Honeybees: Minnesota Company Vows To Help Save The Little Pollinators


Honeybees just may have a new hope for survival, courtesy of a little company that could. Minnesota residents Betty and Jack Thomas were hobby beekeepers for three decades before coming up with an idea to help score scarce supplies for both themselves and their peers – thwarting Colony Collapse Disorder(CCD) in the process.

Jack Thomas decided to start a beekeeping supply business as a cottage industry near the lake where he and Betty live in Hackensack. The little honeybee business blossomed as quickly as a well pollinated flower. Mann Lake Limited is now often regarded as royalty on the queen bee scene.

Researchers, beekeepers, and environmentalists first noticed the rapidly disappearing honeybee population in 2006. Since bees pollinate at least 70 percent of the food we eat to survive, Colony Collapse Disorder should be a common phrase used on the nightly news, but it is not.

Object position labeling lines
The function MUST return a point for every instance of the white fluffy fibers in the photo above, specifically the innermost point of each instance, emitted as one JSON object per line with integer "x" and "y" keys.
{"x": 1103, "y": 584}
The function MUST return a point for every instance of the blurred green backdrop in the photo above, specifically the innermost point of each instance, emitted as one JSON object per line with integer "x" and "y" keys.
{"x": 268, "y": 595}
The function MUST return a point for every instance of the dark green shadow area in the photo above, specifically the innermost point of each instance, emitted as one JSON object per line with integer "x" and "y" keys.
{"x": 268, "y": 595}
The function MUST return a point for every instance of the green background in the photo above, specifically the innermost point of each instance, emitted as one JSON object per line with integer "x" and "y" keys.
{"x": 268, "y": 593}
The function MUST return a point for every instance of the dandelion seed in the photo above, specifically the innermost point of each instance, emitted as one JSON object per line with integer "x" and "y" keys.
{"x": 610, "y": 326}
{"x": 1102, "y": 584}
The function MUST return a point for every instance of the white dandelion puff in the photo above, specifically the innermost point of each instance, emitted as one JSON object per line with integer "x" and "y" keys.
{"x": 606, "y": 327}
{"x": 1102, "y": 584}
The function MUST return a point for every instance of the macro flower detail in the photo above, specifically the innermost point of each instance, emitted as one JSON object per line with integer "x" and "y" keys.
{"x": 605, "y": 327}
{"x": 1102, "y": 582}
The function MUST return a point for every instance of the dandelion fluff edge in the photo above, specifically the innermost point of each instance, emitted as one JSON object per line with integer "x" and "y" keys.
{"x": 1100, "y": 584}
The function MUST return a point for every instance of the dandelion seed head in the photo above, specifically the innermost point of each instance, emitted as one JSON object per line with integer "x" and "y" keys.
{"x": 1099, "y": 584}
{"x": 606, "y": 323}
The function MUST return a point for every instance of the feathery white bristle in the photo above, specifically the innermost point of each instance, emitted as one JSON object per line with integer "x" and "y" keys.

■ Work to complete:
- A) According to the honeybee article, in what year did researchers, beekeepers, and environmentalists first notice the honeybee population rapidly disappearing?
- B) Carry on writing the honeybee article from the point where it stops.

■ Answers to the problems:
- A) In 2006.

- B)
Honeybees typically gather closely around the queen bee and feed off of honey stored in the hive throughout the winter. When the winter is particularly harsh and long, some bees are forced to leave the cluster to look for food – and never return. As previously reported by The Inquisitr, neonicotinoids are often blamed for a nervous system disorder which prevents the bees from being able to navigate properly and find their hives.

The California drought also caused a significant loss of honeybees in the state which can usually be counted upon to resupply beekeepers in the spring. Many Iowa beekeepers are now ordering replacement honeybees from Georgia due to the lack of stock in California.

Jack and Betty Thomas had this to say about their motivation and doing their part to help save the bees:

“We employ more people than live in Hackensack. When you are a hobby beekeeper you start out with the equipment which we make. Now you need bees to put in that equipment. Always in the back of the mind is: What else can we do? Where can we expand? What new products can we come up with? The bees, that’s what it’s all about.”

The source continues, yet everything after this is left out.